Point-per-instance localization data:
○ ○ ○ ○ ○ ○ ○

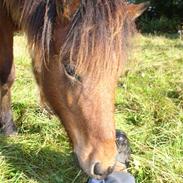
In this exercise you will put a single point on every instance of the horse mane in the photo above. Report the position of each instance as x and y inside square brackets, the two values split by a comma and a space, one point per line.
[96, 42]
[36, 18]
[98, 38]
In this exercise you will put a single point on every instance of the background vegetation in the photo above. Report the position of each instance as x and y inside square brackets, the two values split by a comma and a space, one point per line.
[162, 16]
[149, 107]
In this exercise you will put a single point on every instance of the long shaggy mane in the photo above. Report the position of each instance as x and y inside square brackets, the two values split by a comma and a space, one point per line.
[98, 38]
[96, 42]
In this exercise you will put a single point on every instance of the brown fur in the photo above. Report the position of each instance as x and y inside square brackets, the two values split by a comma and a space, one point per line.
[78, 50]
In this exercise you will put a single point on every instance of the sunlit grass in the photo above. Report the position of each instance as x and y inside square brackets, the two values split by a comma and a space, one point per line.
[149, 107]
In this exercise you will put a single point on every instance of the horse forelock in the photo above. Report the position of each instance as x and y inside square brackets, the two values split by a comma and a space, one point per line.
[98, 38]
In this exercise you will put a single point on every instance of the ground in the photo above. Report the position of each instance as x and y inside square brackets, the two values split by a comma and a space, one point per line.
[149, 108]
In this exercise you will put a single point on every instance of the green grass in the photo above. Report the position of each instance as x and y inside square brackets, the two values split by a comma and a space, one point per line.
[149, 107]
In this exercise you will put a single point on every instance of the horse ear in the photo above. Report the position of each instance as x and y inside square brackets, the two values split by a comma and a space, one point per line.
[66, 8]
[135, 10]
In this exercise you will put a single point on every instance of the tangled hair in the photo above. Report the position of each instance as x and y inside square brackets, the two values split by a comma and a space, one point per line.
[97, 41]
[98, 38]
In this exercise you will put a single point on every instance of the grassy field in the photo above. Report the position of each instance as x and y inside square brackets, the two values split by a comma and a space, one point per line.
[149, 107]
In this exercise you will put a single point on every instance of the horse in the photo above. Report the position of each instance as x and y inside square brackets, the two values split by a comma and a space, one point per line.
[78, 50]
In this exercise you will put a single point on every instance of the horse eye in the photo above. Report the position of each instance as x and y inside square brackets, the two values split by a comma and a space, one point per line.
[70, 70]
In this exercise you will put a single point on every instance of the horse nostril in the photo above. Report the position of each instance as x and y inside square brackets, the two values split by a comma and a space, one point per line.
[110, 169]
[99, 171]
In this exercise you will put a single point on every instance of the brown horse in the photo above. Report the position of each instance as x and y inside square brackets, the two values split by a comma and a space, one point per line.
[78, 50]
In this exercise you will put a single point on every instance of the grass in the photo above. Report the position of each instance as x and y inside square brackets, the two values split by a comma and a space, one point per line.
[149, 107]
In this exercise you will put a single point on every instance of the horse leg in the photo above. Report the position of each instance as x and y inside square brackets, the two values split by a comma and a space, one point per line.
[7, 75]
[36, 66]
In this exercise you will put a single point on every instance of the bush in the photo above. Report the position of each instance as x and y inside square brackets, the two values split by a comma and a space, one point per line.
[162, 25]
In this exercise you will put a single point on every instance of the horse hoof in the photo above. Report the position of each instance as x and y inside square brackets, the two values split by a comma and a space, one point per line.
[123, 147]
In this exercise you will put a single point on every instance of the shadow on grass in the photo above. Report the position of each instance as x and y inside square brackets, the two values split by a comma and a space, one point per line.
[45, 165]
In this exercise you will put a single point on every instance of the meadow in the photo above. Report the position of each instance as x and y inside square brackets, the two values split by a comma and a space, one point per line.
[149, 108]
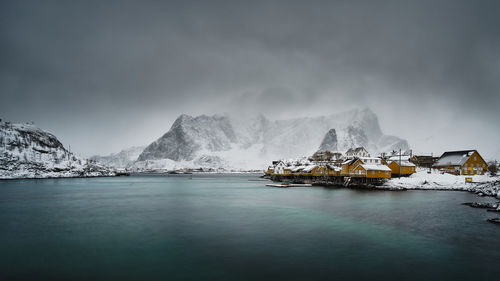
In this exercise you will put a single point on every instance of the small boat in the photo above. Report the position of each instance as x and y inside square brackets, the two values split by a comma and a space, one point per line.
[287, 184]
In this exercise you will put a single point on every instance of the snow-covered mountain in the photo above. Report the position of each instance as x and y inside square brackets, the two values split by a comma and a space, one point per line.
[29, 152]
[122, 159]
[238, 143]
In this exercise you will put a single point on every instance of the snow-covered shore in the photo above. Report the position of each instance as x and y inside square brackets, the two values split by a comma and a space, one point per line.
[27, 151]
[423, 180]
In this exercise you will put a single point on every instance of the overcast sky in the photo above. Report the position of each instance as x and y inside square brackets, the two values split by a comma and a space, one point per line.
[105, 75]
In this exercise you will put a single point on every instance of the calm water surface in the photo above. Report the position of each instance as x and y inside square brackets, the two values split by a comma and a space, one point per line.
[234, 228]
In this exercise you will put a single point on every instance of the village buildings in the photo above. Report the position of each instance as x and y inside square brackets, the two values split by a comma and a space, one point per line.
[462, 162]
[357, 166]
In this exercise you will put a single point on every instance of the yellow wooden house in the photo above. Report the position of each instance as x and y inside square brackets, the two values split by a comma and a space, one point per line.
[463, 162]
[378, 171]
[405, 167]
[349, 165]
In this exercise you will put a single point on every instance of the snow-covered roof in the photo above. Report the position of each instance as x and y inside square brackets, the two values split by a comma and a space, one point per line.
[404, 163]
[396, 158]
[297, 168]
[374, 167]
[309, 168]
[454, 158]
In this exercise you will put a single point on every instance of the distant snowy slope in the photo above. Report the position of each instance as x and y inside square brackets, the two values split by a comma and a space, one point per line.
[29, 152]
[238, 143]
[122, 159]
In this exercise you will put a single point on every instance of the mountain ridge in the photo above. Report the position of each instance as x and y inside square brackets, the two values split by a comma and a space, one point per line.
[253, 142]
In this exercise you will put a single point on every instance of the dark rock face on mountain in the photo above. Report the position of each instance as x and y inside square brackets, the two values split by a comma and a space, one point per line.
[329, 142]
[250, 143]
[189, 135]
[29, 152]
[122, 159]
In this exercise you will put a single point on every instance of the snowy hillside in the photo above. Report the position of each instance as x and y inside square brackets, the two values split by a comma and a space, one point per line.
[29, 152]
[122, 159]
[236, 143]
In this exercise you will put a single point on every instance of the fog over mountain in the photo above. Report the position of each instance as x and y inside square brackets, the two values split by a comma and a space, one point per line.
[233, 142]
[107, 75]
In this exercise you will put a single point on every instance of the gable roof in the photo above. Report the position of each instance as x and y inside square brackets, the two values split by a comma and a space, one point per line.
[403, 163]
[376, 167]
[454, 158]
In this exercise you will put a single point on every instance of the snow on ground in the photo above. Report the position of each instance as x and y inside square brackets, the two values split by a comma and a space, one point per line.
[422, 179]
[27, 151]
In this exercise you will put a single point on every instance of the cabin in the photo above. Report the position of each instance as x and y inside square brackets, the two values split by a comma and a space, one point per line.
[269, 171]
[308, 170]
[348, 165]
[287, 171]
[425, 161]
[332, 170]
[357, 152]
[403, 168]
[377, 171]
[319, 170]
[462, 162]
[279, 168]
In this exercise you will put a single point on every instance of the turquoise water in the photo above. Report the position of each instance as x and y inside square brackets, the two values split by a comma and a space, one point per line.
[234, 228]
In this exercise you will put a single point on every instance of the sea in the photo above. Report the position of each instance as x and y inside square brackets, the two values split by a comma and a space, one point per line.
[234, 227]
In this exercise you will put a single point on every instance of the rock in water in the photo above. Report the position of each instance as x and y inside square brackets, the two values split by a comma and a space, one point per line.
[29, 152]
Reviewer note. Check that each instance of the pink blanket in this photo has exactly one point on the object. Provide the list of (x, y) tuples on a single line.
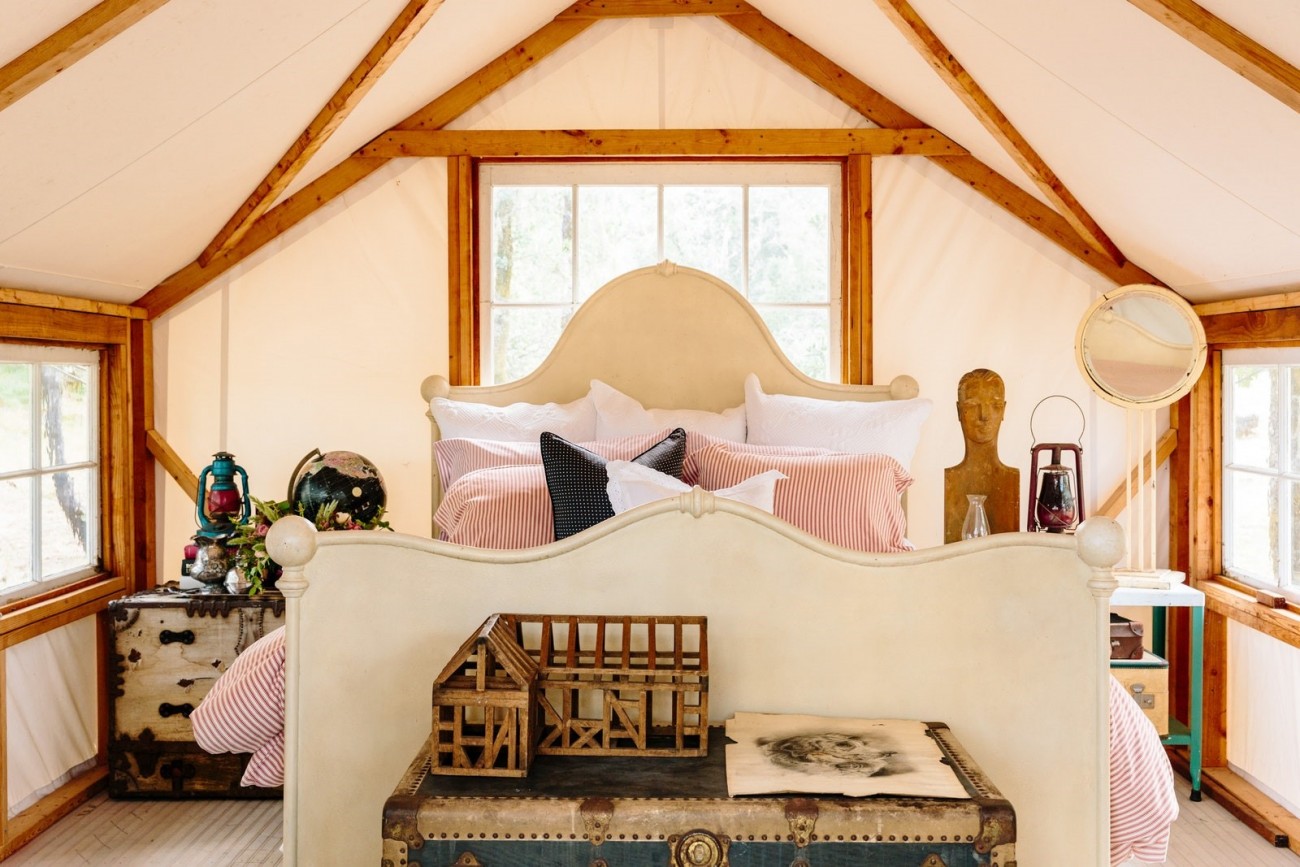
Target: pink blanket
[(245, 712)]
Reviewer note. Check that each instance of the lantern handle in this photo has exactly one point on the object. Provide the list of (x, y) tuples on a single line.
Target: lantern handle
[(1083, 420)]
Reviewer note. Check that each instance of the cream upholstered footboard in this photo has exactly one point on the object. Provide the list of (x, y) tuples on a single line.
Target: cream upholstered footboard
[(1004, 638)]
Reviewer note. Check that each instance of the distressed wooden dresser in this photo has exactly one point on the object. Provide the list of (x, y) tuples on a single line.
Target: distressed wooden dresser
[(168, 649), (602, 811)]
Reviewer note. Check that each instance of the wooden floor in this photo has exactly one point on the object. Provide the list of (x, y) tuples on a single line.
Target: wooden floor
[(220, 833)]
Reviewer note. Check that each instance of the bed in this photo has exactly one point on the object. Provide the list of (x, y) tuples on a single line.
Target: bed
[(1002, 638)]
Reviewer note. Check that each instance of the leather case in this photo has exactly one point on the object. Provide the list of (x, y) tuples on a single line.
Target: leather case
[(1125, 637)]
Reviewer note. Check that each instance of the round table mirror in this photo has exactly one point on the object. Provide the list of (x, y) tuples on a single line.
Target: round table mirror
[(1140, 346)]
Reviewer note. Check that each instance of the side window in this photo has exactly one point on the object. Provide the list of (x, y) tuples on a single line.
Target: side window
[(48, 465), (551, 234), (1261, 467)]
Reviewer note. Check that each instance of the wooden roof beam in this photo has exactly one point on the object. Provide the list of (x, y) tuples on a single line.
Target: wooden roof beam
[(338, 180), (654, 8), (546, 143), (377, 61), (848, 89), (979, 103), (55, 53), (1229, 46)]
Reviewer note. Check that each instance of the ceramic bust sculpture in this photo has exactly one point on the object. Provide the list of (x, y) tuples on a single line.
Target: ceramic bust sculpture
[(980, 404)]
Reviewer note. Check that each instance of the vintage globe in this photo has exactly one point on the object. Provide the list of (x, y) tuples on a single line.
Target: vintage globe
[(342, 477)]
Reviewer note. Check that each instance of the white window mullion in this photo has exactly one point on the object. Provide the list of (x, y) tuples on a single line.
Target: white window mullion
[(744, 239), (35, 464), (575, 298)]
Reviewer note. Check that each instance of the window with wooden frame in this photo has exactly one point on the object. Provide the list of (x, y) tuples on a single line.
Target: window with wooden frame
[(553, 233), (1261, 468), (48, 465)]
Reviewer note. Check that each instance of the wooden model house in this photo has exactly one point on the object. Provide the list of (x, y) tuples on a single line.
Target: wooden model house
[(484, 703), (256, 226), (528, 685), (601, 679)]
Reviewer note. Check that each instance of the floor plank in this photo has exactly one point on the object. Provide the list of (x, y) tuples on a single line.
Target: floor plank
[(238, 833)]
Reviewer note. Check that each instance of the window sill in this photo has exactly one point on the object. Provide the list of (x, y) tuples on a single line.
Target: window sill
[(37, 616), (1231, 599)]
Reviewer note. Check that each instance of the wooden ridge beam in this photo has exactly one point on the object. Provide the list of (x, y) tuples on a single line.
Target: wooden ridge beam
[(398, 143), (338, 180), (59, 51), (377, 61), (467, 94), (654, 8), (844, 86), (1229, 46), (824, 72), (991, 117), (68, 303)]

○ ○ ○ ○ ○ ○ ○

*Task*
An exact, complete copy of the lines above from the one with "Target: window with wooden frame" through the one with "Reviewer note. Check that each instance of the wooden ridge" is the whole answer.

*Result for this task*
Target: window with wooden frame
[(553, 233), (1261, 468), (48, 465)]
Reviewer note. Check that each instance of the wooden model house in this photo has exactly one point on the object. Provide the list of (x, y) tuples on a single line.
Target: wooden model house
[(484, 703), (256, 226), (528, 685), (601, 679)]
Reviewer note. Check that each instance of the floor plank in this photo has exactly one point on the object. Provide the list of (x, y) tuples on a single line.
Target: floor plank
[(238, 833)]
Reviewer note. Check that each instance of the window sill in this photo has exactly one point on the object. Provide the list of (x, y) tuples on a single line.
Target: window sill
[(37, 616), (1231, 599)]
Reviewer note. Check that each instance of the wooden ridge beam in this photo has exactly one point on the object. Provide the list of (x, y) tuples on a single line.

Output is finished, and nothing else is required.